### EXERCISE PROMPT
Your copy should match the entries exactly, with no images carried over.

(Region pointing data)
== Segment start ==

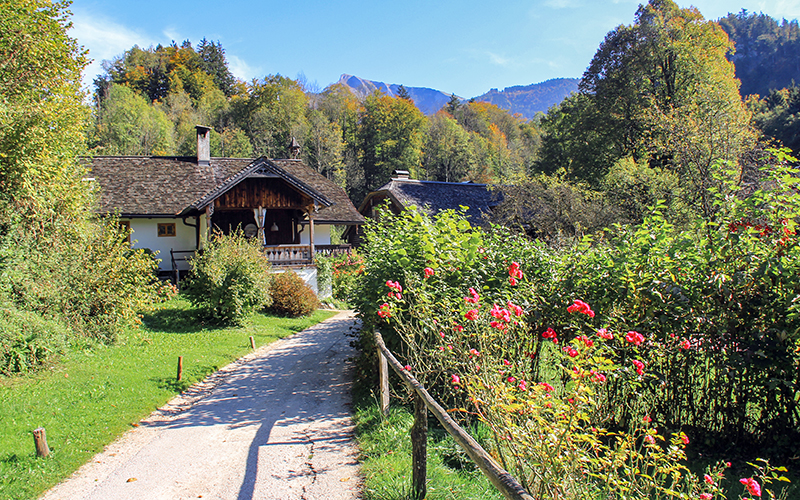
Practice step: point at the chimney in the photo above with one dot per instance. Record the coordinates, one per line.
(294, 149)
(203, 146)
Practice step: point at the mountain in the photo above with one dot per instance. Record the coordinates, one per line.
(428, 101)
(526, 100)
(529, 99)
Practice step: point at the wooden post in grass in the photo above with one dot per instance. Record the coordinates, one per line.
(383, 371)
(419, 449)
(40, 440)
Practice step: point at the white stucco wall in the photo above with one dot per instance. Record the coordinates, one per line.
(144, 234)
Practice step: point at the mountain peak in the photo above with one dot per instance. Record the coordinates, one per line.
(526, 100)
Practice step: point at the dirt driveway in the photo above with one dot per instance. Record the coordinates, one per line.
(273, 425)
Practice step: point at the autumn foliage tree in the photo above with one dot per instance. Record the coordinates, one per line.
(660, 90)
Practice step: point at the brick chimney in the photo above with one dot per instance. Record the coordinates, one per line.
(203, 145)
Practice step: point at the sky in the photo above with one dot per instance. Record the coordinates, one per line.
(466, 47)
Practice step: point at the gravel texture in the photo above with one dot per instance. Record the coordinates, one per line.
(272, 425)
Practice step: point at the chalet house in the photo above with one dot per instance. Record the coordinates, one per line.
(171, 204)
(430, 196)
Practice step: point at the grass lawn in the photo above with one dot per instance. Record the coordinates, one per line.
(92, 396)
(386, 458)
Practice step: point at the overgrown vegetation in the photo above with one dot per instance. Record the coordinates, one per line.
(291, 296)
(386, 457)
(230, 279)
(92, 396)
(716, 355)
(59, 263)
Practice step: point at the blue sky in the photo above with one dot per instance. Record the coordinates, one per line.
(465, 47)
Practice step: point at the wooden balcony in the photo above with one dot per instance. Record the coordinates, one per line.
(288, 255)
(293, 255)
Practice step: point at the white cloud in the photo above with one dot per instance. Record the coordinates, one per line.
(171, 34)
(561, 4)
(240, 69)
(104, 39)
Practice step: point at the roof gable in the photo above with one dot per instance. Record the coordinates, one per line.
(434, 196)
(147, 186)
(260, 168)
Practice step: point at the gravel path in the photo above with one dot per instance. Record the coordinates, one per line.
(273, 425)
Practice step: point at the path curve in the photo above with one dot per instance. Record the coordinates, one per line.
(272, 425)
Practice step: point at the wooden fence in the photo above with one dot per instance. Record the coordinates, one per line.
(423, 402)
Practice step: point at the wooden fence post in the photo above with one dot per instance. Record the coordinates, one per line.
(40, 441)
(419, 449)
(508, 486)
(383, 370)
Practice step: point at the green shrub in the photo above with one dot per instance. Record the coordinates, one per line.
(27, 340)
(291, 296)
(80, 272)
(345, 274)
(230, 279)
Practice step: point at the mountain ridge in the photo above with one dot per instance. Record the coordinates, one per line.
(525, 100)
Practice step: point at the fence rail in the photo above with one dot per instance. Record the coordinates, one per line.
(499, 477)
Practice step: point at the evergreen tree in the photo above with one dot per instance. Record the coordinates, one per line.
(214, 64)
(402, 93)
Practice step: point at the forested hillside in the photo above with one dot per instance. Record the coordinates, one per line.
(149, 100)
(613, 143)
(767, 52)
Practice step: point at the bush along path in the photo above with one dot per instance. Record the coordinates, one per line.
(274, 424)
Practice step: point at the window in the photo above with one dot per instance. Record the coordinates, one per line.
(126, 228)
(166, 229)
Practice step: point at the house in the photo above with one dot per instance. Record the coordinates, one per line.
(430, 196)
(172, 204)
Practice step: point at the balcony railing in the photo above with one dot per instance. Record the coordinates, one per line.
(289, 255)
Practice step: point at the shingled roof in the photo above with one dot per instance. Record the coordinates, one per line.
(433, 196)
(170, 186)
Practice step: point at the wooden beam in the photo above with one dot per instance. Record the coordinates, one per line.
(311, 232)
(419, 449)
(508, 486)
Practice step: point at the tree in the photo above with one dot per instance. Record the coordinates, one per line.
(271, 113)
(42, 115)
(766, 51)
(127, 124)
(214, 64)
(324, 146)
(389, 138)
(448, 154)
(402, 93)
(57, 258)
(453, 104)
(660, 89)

== Segment end ==

### YOUR RESPONSE
Practice step: point at the chimney in the photo above with one dot per instance. Record the coordinates, one per line.
(294, 149)
(203, 146)
Practice step: point at the mountain in the photo above with one dot per instance. Record the coordinates, one per line.
(428, 101)
(526, 100)
(529, 99)
Practice step: point at the wooden post in grass in the photo above with one dot per instance. Record the coordinates, one per line.
(383, 371)
(419, 449)
(40, 440)
Practice step: point at the white stucco wall in the photo above with one dot per instance. Record the coordinates, one per line.
(144, 234)
Practice step: point at the mountain peak in the photo above with one dot per instance. Record the coordinates, one per line.
(526, 100)
Practice step: point at the dirt driveway in the photo above with one dot per instance. Record the coordinates, one per line.
(273, 425)
Practice step: point at the autumn foliage tree in the photo above with one dot per instance. Record the coordinates, one per line.
(660, 90)
Practice step: point at the brick chimney in the photo above with one dot per instance. Record the coordinates, one per line.
(203, 145)
Practice step: point at the sky in the photo above with one dot per instance. Record the coordinates, one per line.
(466, 47)
Practice step: point at the gravel texture in the photo above with one dot per instance. Record the coordinates, one per line.
(272, 425)
Practice step: point at the chalet house in the photo above with one dot per instance. Record the coordinates, one per line.
(171, 204)
(430, 196)
Practice step: point at the grass lawn in the photo above with one dot per instance. Record the coordinates, one per line.
(92, 396)
(386, 458)
Practice step: point at the overgrown vegetation in the photo above with one dot per instance. Record the coordinates, one per line.
(291, 296)
(386, 457)
(230, 279)
(92, 396)
(716, 355)
(59, 263)
Practice step: point at the blue sky in the photo above with one dot per instance. Record the coordinates, one per line.
(465, 47)
Practice step: point at the wooden balcony in the photo above with one dot per instance. Record the coordinates, one per line.
(288, 255)
(293, 255)
Practice step: point at the white cloud in the photo above with one dot per instance. Record the coordinates, one per line.
(171, 34)
(561, 4)
(240, 69)
(104, 39)
Practice step: point at the roof gable in the photo above with one dot per instance. Record the coordinates, one per line.
(434, 196)
(147, 186)
(260, 168)
Practice step: point at the gravel path in the photo above with one dot per instance. Record the coordinates, one per line.
(273, 425)
Practice step: point at the path curve in the photo above with one dot per instance. Record the coordinates, one per line.
(272, 425)
Practice step: point at the wooden fence in the photo above with one dot per instance. Record the coordinates, one per line.
(423, 402)
Practice step: point at the wooden fence post in the photo above with one dot per instance. Record the coordinates, one per line.
(40, 441)
(419, 449)
(508, 486)
(383, 370)
Practice step: point at the green shrub in the photo above with one dot per instance. Record the coordinates, one per line.
(27, 340)
(291, 296)
(80, 272)
(345, 274)
(230, 279)
Practice step: point at the mountain ridge in the photo above with one dot per instance. Record the coordinates, one per line.
(525, 100)
Practice step: point at the fence rail in the photo above with one dot per instance. Record the coordinates, one per line.
(499, 477)
Practice step: point at the evergreen tree in the photo above with one dot per instance. Record the coordinates, one per line.
(214, 64)
(402, 93)
Practice step: point at the forested hillside in the photo above with one dot per instance. Record the coordinates, one per line.
(149, 100)
(613, 143)
(767, 52)
Practice step: point at the bush along path in the photo above with one dot per instance. Record the coordinates, one per line.
(274, 424)
Practice step: point at the window in the photo above with one dot per instance. Record the coordinates, one per line.
(126, 228)
(166, 229)
Practice step: point at the house in the photo above with one dot per instance. Record the coordinates, one per line.
(430, 196)
(172, 204)
Practice step: point at the balcony railing in the photo above with one dot per instance. Record the coordinates, one per line.
(289, 255)
Practice step: point at the shingled roof in the photo above with one dot per instance. Record the coordinates, one per line.
(433, 196)
(170, 186)
Practice step: point at the wooden beam in the photo above with one dot per instance. Record the coordinates, one per line.
(311, 232)
(419, 449)
(508, 486)
Practice step: point at the tree in the photo above with one dot per instance. Record the coordinates, one per line.
(271, 113)
(42, 115)
(766, 51)
(127, 124)
(214, 64)
(324, 146)
(389, 138)
(448, 154)
(402, 93)
(57, 258)
(453, 104)
(660, 89)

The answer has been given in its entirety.